--- Records for the exercise ---
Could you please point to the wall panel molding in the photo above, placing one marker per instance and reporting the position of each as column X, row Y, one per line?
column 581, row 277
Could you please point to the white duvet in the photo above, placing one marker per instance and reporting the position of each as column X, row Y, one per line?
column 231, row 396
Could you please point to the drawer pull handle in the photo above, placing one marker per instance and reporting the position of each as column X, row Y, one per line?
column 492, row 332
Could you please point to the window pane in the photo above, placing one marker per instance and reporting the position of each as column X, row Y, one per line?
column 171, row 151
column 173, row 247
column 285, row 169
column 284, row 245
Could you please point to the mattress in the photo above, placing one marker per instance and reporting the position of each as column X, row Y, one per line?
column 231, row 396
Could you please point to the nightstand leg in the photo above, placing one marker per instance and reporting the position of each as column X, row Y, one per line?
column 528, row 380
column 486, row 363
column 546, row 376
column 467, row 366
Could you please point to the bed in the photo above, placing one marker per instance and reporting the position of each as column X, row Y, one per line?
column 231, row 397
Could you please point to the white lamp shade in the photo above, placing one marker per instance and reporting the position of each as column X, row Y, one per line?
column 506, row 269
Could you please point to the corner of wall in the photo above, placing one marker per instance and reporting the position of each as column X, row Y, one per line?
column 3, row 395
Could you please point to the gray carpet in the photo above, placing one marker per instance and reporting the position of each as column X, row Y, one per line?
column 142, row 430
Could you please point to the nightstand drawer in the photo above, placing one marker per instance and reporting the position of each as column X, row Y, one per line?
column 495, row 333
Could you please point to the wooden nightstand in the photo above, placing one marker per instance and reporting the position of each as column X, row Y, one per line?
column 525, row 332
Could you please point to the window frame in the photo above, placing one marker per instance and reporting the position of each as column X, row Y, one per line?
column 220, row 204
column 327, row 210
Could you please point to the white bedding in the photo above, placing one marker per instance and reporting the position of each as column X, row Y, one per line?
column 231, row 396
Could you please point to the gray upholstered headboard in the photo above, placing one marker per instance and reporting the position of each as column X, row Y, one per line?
---
◆ **Work instructions**
Please reproduce each entry above exactly as it reads.

◆ **Problem solution**
Could you please point to the wall panel molding in the photo above, placing one marker per instance and reporting the position of each as column X, row Y, one per line?
column 581, row 277
Could you please point to the white duvet in the photo above, placing one marker per instance and reporting the position of each as column X, row Y, one per line?
column 231, row 396
Could you please point to the drawer pull handle in the photo above, placing one marker per instance and reporting the position of each as column X, row Y, one per line?
column 492, row 332
Could you please point to the window pane in the photo above, placing one marker per instance and reporting the position of each as column X, row Y, one per line?
column 171, row 151
column 173, row 247
column 285, row 169
column 284, row 245
Could you please point to the mattress in the photo above, placing one marker per instance and reporting the position of each as column X, row Y, one per line?
column 231, row 396
Could you please point to the nightstand leg in the photo above, placing one marker per instance and reporting the position of each as column X, row Y, one per line?
column 528, row 380
column 486, row 363
column 546, row 376
column 467, row 366
Could you please point to the bed in the photo above, placing one marker per instance and reporting the position of each as column X, row Y, one per line?
column 231, row 397
Could you please point to the white lamp shade in the photo above, placing one marker per instance and reporting the position of each as column X, row Y, one per line?
column 506, row 269
Could you please point to the corner of wall in the photo above, placing one marker per instance and reporting the position of each as column X, row Y, one per line?
column 3, row 395
Could you please point to the gray carpet in the photo above, placing one marker per instance and reporting the position of each as column X, row Y, one per line?
column 142, row 430
Could you please point to the nightstand drawer in the photo above, placing one marker per instance and reporting the position of each as column X, row Y, one per line?
column 495, row 333
Could you please point to the wooden nightstand in the photo above, placing one marker per instance and reporting the position of each as column X, row Y, one per line?
column 525, row 332
Could you please point to the window frame in the photo above, placing one marker per instance and reporting the position of each as column X, row Y, one per line?
column 220, row 204
column 327, row 210
Could you please point to the white bedding in the photo above, placing one marker per instance and reporting the position of each as column X, row Y, one per line?
column 231, row 396
Could you please point to the gray upholstered headboard in the photo above, placing one marker per instance and reporting the position of each as column X, row Y, one per line?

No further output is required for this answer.